DOCUMENT TEXT →
────────

West High School biology teacher Nikki Chambers, who was on the science expert panel that helped California adopt the new standards, said switching to Next Generation Science Standards is not a simple or fast shift. Extensive teacher training, patience and administrative support is crucial for a rollout to be successful.

“These standards are not what we were taught as children, and the teaching style is not the way we were taught to teach. It is a monumental change,” she said. “But what validates it for me is the buy-in from kids. The sense of wonder I see in my kids’ faces makes it worth every moment. I am convinced that this is the right way to teach science, and for districts, it’s the right thing to do.”

California’s Next Generation Science Standards describe a new set of learning goals based on research on how students learn best. Teachers are expected to support more student-centered learning that helps students to think on their own, problem solve, communicate and collaborate. The new standards emphasize critical thinking over rote memorization, more hands-on science projects, and common scientific concepts present in all scientific disciplines such as “cause and effect” and “structure and function.” The standards also require students to investigate, collect and use data, and give evidence-based explanations for what they discover.

────────

INFORMATION GIVEN →
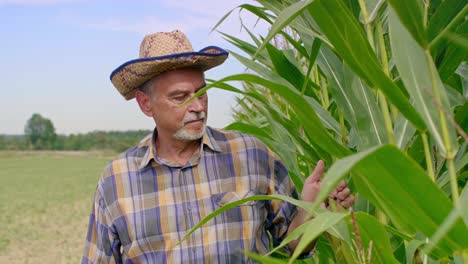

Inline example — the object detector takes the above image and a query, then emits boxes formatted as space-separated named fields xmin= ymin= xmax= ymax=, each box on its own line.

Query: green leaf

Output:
xmin=317 ymin=48 xmax=388 ymax=150
xmin=393 ymin=116 xmax=416 ymax=149
xmin=289 ymin=212 xmax=347 ymax=263
xmin=359 ymin=0 xmax=385 ymax=24
xmin=224 ymin=122 xmax=272 ymax=141
xmin=427 ymin=0 xmax=468 ymax=40
xmin=238 ymin=4 xmax=273 ymax=24
xmin=227 ymin=53 xmax=350 ymax=157
xmin=437 ymin=22 xmax=468 ymax=82
xmin=406 ymin=240 xmax=424 ymax=264
xmin=246 ymin=252 xmax=288 ymax=264
xmin=174 ymin=194 xmax=317 ymax=246
xmin=352 ymin=146 xmax=468 ymax=255
xmin=308 ymin=0 xmax=425 ymax=130
xmin=389 ymin=7 xmax=458 ymax=156
xmin=311 ymin=145 xmax=468 ymax=256
xmin=460 ymin=184 xmax=468 ymax=226
xmin=348 ymin=212 xmax=398 ymax=264
xmin=388 ymin=0 xmax=428 ymax=48
xmin=266 ymin=43 xmax=315 ymax=95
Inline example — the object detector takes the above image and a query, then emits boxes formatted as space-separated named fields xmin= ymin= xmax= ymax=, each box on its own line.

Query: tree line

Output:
xmin=0 ymin=113 xmax=151 ymax=152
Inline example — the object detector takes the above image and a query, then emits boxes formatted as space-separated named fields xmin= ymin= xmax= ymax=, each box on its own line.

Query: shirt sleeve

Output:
xmin=81 ymin=186 xmax=122 ymax=264
xmin=266 ymin=151 xmax=298 ymax=253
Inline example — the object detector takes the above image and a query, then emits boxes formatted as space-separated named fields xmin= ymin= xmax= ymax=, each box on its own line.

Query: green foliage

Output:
xmin=24 ymin=114 xmax=57 ymax=149
xmin=0 ymin=124 xmax=151 ymax=152
xmin=0 ymin=151 xmax=111 ymax=263
xmin=201 ymin=0 xmax=468 ymax=263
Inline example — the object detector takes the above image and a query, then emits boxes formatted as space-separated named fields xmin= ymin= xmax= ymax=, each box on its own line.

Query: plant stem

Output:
xmin=447 ymin=159 xmax=460 ymax=208
xmin=338 ymin=111 xmax=348 ymax=145
xmin=359 ymin=0 xmax=375 ymax=50
xmin=421 ymin=132 xmax=435 ymax=182
xmin=425 ymin=50 xmax=460 ymax=205
xmin=428 ymin=5 xmax=468 ymax=49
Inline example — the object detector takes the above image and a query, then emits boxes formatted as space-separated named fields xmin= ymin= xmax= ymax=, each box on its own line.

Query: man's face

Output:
xmin=140 ymin=69 xmax=208 ymax=141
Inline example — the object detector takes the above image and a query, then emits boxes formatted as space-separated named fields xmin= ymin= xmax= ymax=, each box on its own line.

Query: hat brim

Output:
xmin=110 ymin=46 xmax=229 ymax=100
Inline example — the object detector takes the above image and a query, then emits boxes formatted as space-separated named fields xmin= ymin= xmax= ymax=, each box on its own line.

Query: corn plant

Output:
xmin=187 ymin=0 xmax=468 ymax=263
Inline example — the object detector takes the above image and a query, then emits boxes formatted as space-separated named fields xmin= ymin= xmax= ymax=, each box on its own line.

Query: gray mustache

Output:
xmin=183 ymin=112 xmax=206 ymax=123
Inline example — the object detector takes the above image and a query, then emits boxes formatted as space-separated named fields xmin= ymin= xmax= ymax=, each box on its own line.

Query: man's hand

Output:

────────

TASK DESCRIPTION → Pick up the text on California's new science standards at the point where it stops. The lines here have nothing to do with the text on California's new science standards.

RESULT OF THE TASK →
The California standards require science to be taught in every grade from kindergarten through 12th grade to build understanding and skills systematically year by year. Beginning in the spring of 2019.students in grades 5 and 8 and in one high-school grade will be tested on a new California Science Test, or CAST, which the state is currently developing. It will be up to each high school to decide in which grade they administer the test.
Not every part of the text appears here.